[Dataset excerpt]
>>
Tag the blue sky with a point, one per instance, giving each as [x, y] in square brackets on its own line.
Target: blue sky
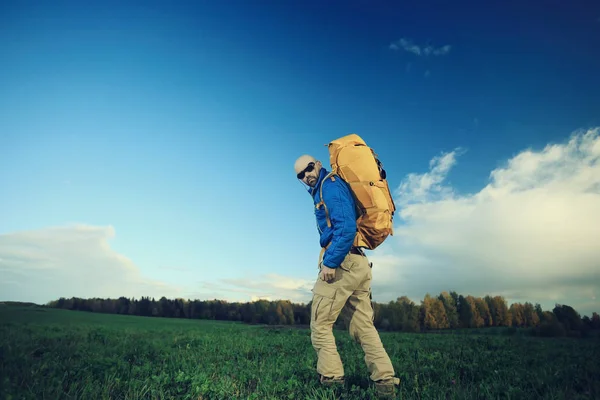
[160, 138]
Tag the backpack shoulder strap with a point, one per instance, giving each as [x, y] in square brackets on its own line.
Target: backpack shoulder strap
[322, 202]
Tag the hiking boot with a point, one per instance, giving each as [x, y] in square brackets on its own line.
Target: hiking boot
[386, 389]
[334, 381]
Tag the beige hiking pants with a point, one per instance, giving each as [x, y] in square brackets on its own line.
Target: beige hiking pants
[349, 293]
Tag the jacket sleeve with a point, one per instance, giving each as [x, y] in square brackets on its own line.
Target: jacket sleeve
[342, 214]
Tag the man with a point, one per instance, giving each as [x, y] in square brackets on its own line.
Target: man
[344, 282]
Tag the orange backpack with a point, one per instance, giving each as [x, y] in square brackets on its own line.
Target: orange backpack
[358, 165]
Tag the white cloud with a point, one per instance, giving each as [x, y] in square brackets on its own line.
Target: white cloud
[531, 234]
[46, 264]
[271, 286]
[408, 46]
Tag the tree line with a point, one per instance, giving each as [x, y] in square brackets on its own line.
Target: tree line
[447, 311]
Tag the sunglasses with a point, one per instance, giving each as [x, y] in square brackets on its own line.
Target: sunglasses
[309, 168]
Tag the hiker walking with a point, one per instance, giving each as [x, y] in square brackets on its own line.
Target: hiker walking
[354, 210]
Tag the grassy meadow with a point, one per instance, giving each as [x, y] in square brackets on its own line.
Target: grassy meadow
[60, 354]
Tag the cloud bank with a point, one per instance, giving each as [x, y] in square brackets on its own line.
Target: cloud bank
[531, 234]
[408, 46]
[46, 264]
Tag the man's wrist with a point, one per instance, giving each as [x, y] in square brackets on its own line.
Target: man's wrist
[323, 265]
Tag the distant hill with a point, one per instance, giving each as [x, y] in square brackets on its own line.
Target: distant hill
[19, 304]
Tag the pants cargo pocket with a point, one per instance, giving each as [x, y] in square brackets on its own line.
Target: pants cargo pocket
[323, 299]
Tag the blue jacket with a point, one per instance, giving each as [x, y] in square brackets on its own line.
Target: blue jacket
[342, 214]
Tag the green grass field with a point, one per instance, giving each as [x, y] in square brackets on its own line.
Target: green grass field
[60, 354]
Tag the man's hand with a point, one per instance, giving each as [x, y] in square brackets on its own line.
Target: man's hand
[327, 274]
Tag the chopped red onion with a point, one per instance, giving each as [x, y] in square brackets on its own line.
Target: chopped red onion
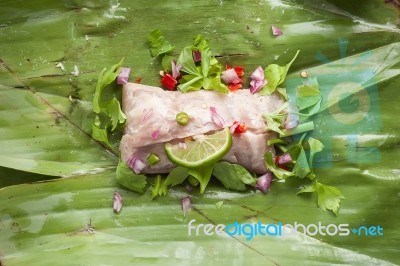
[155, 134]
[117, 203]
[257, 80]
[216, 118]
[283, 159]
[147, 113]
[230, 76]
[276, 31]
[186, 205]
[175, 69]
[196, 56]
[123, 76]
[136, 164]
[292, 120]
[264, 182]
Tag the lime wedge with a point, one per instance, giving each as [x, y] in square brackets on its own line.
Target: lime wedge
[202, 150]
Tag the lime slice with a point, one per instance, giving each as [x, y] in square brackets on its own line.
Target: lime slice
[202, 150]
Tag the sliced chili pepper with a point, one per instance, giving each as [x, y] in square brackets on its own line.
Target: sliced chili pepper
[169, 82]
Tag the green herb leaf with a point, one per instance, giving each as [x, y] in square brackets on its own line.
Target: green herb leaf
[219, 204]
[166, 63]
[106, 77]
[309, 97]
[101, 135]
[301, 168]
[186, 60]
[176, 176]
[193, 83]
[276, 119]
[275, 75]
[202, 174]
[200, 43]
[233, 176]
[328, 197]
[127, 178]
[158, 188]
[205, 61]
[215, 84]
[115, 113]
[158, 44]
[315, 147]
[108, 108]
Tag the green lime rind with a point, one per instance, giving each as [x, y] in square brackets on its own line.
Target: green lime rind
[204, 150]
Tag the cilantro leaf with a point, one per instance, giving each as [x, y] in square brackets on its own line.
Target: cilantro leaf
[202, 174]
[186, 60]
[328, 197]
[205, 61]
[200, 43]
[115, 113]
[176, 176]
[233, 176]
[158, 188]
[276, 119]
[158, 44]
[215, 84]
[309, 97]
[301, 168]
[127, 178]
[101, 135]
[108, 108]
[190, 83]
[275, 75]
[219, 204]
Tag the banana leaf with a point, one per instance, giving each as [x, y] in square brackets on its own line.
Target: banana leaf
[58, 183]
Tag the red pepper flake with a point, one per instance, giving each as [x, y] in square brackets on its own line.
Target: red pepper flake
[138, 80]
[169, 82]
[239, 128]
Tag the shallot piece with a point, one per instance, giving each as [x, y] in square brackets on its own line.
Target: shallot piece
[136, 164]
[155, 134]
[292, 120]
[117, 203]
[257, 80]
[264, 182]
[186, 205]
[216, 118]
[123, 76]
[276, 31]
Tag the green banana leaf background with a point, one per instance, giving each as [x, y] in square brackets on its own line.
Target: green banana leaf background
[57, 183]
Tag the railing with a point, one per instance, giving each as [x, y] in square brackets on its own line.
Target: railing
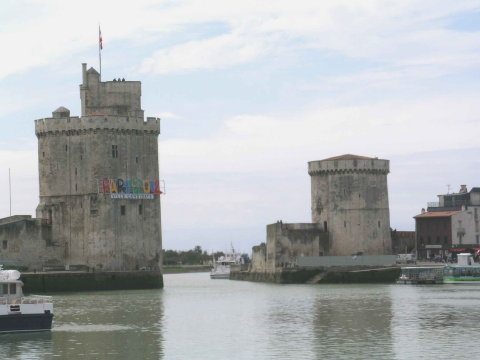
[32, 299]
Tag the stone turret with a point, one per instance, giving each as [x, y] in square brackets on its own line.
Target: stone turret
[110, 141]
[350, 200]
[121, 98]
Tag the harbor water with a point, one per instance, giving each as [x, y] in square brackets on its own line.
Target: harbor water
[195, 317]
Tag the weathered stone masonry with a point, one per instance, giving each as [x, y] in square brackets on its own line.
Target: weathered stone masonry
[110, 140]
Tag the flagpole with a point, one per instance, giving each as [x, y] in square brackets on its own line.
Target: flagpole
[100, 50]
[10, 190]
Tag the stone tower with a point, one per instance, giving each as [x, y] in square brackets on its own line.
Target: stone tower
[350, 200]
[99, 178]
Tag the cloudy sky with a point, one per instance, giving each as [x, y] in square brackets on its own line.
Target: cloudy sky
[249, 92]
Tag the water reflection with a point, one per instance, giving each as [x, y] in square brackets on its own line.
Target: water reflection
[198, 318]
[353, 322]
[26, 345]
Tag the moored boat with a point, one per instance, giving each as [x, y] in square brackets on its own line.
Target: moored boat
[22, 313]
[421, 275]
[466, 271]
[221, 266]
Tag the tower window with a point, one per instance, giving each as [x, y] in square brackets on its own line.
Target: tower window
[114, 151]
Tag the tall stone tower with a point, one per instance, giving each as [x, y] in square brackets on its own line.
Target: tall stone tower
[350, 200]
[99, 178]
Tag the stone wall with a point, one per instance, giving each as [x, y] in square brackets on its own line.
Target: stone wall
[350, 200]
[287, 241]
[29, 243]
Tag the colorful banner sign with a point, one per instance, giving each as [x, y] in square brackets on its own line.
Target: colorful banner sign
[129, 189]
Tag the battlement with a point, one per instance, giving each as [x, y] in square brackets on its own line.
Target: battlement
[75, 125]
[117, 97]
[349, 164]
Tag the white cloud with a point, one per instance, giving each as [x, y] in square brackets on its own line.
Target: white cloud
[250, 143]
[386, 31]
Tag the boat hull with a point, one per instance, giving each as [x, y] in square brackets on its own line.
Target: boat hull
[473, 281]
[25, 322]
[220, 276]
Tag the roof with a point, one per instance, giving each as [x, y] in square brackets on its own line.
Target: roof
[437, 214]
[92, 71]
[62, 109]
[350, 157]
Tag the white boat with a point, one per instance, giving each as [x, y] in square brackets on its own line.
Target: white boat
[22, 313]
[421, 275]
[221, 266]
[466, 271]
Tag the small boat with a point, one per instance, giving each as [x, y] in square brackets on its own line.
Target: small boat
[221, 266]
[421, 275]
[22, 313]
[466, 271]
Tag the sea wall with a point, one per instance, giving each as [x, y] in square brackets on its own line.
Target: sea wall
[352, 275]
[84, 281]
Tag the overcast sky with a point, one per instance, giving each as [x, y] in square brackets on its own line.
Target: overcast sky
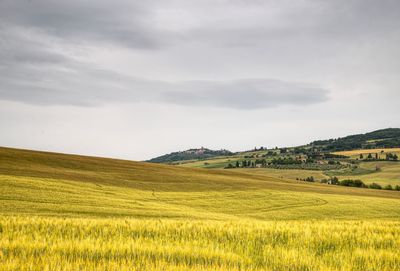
<<
#### EXERCISE INSTRUCTIONS:
Using the records above, retype everything exactly except the pictures.

#### ANSWER TO THE PROBLEM:
Tag the blue sky with a point, one per instance, giving each as [x, y] in square brackets on its own line.
Target: blue sky
[160, 138]
Tag the backpack shoulder strap with a point, one per instance, giving each as [x, y] in square brackets on its own line.
Target: backpack shoulder strap
[322, 202]
Tag the hiking boot with a point, one per instance, giving each as [x, y] in square brackets on its own line.
Target: hiking boot
[386, 389]
[334, 381]
Tag the beige hiking pants with a point, one per instance, giving each as [x, y] in square brackets on its own line.
Target: beige hiking pants
[349, 293]
Tag the jacket sleeve with a point, one per instance, giving each as [x, y] in square brackets on its own line.
Target: jacket sleeve
[342, 214]
Tag the man with a point, one per instance, giving each as [x, y] in square brackets on its own line.
Target: man
[344, 282]
Tag the orange backpack with a point, one per instance, giving each as [x, y] in square brackets on its own line.
Target: orange backpack
[358, 165]
Tag the white cloud with a point, one per instance, giving each as [x, y] in square brackets on its own line.
Target: white cloud
[531, 234]
[46, 264]
[271, 286]
[408, 46]
Tag the tree line with a point, one per instance, giving each as [x, y] in square brackets on its own line.
Target: tree line
[447, 311]
Tag the sunglasses with a point, one per instance, giving each as [x, y] in square brackets on its own line.
Target: sunglasses
[309, 168]
Tag the hiker walking with a point, one per instance, giving each as [x, y] in square brackets on its own line.
Target: hiker walking
[354, 210]
Tag the grassy meadow with a point, one per instance, giving each as [x, y] in square brackets on its own line.
Target: grassy meadow
[60, 354]
Tag the cloud bank with a point, one per instance, giving each as [x, y] in square brackets on its own line.
Target: cloud bank
[531, 234]
[408, 46]
[46, 264]
Tag the man's wrist with a point, one per instance, giving each as [x, y] in square brackets on its own line.
Target: man's wrist
[323, 265]
Tag the distant hill with a point, one per instance, giving each as [x, y] in square brackets on its own line.
Target: distant hill
[19, 304]
Tag the pants cargo pocket with a point, one per instance, giving each as [x, y] in square brackets on its own line.
Target: pants cargo pocket
[323, 299]
Tag the blue jacket with a point, one per instance, giving each as [x, y] in square brackets on its own line.
Target: blue jacket
[342, 214]
Tag the green grass field with a point, one per instance, giving each as [x, y] in square brackets on its own line.
Target: green grass field
[60, 354]
Tag the man's hand with a point, one per instance, giving each as [x, y] in square brackets on its own line.
Target: man's hand
[327, 274]
Tag the chopped red onion with a point, one per instance, giving each as [x, y] in square brackets on its own line.
Target: chopped red onion
[155, 134]
[117, 203]
[257, 80]
[216, 118]
[283, 159]
[147, 113]
[230, 76]
[276, 31]
[186, 205]
[175, 69]
[196, 56]
[123, 76]
[136, 164]
[292, 120]
[264, 182]
Tag the lime wedge with a point, one per instance, giving each as [x, y] in square brackets on its own line.
Target: lime wedge
[202, 150]
Tag the lime slice with a point, one per instance, giving each as [x, y] in square brackets on its own line.
Target: lime slice
[202, 150]
Tag the sliced chili pepper with a point, one per instance, giving each as [x, y] in square brackets on its own line.
Target: sliced chili pepper
[169, 82]
Tag the green herb leaf with a point, one per instance, giving each as [x, y] in square brackets on its own line.
Target: green herb leaf
[219, 204]
[166, 63]
[106, 77]
[309, 97]
[101, 135]
[301, 168]
[186, 60]
[176, 176]
[193, 83]
[276, 119]
[275, 75]
[202, 174]
[200, 43]
[233, 176]
[328, 197]
[127, 178]
[158, 188]
[205, 61]
[215, 84]
[115, 113]
[158, 44]
[315, 147]
[108, 108]
Tag the green lime rind with a point, one per instance, giving each as [x, y] in square brackets on its own line.
Target: green lime rind
[204, 150]
Tag the cilantro leaf with a point, one per instance, giving each as [x, y] in square brackets on its own line.
Target: cilantro leaf
[202, 174]
[186, 60]
[328, 197]
[205, 61]
[200, 43]
[115, 113]
[176, 176]
[233, 176]
[158, 188]
[276, 119]
[158, 44]
[215, 84]
[309, 97]
[301, 168]
[127, 178]
[101, 135]
[108, 108]
[190, 83]
[275, 75]
[219, 204]
Tag the banana leaf with a point, one per instance, giving each as [x, y] in square brackets on its own line.
Target: banana leaf
[58, 183]
Tag the red pepper flake with a point, one per instance, giving each as [x, y] in square brackets on its own line.
Target: red pepper flake
[138, 80]
[169, 82]
[239, 128]
Tag the shallot piece with a point, one per instance, giving each as [x, y] in square brackets on its own line.
Target: shallot piece
[136, 164]
[155, 134]
[292, 120]
[117, 203]
[257, 80]
[264, 182]
[186, 205]
[216, 118]
[123, 76]
[276, 31]
Tag the green banana leaf background with a point, one per instance, giving each as [x, y] in square brackets on its own line.
Target: green banana leaf background
[57, 183]
Tag the railing with a point, one per instance, giving each as [x, y] in square brackets on its own line.
Target: railing
[32, 299]
Tag the stone turret with a point, one per instance, giving each as [x, y] in square brackets on its own line.
Target: stone turret
[110, 141]
[350, 200]
[121, 98]
Tag the harbor water with a point, one per instance, giving each as [x, y] in square brackets on its own line.
Target: harbor water
[195, 317]
Tag the weathered stone masonry with a point, one per instance, giving each as [x, y] in square brackets on its own line.
Target: weathered stone masonry
[110, 140]
Tag the flagpole with a point, one per instance, giving each as [x, y] in square brackets on its own line.
Target: flagpole
[100, 50]
[10, 190]
Tag the stone tower with a point, one per instance, giving each as [x, y] in square brackets on its own line.
Target: stone tower
[350, 200]
[99, 178]
Tag the cloudy sky with a point, one per instance, giving each as [x, y] in square brackets on its own line.
Target: cloudy sky
[249, 92]
Tag the water reflection with a point, one per instance, giving each as [x, y] in square brackets on its own line.
Target: water reflection
[198, 318]
[353, 322]
[26, 345]
Tag the moored boat with a point, one per instance, giving each as [x, y] in square brackets on its own line.
Target: moored boat
[22, 313]
[421, 275]
[466, 271]
[221, 266]
Tag the tower window with a point, one per instance, giving each as [x, y] in square brackets on its own line.
Target: tower window
[114, 151]
Tag the tall stone tower with a point, one per instance, giving each as [x, y] in square brackets on its own line.
Target: tall stone tower
[350, 200]
[99, 178]
Tag the stone wall with a point, one per instance, giving each as [x, y] in square brackets on its own line.
Target: stone wall
[350, 200]
[287, 241]
[29, 243]
Tag the colorful banner sign with a point, one per instance, giving each as [x, y] in square brackets on its own line.
Target: colorful banner sign
[129, 189]
Tag the battlement with a point, one per instance, giving each as [x, y] in square brackets on its own line.
Target: battlement
[75, 125]
[117, 97]
[349, 164]
Tag the white cloud with a point, one per instance, giving each as [x, y] in square brackets on its own line.
Target: white cloud
[250, 143]
[386, 31]
Tag the boat hull with a point, one per instance, giving each as [x, y] in square brackets on its own line.
Target: boat hull
[473, 281]
[25, 322]
[220, 276]
Tag the roof with a point, one per instance, giving each as [x, y] in square brackets on its own line.
Target: roof
[437, 214]
[92, 71]
[62, 109]
[350, 157]
Tag the white boat with a point, one per instance, giving each as [x, y] in square brackets on its own line.
Target: white boat
[22, 313]
[421, 275]
[221, 266]
[466, 271]
Tag the small boat with a point, one per instance, giving each as [x, y] in square brackets on its own line.
Target: small boat
[221, 266]
[421, 275]
[22, 313]
[466, 271]
Tag the sea wall with a point, one per instance, giving each as [x, y] in square brackets on its own line.
Target: sea wall
[352, 275]
[84, 281]
Tag the overcast sky with a point, one per instance, giving each as [x, y] in square brackets on its own line.
Target: overcast sky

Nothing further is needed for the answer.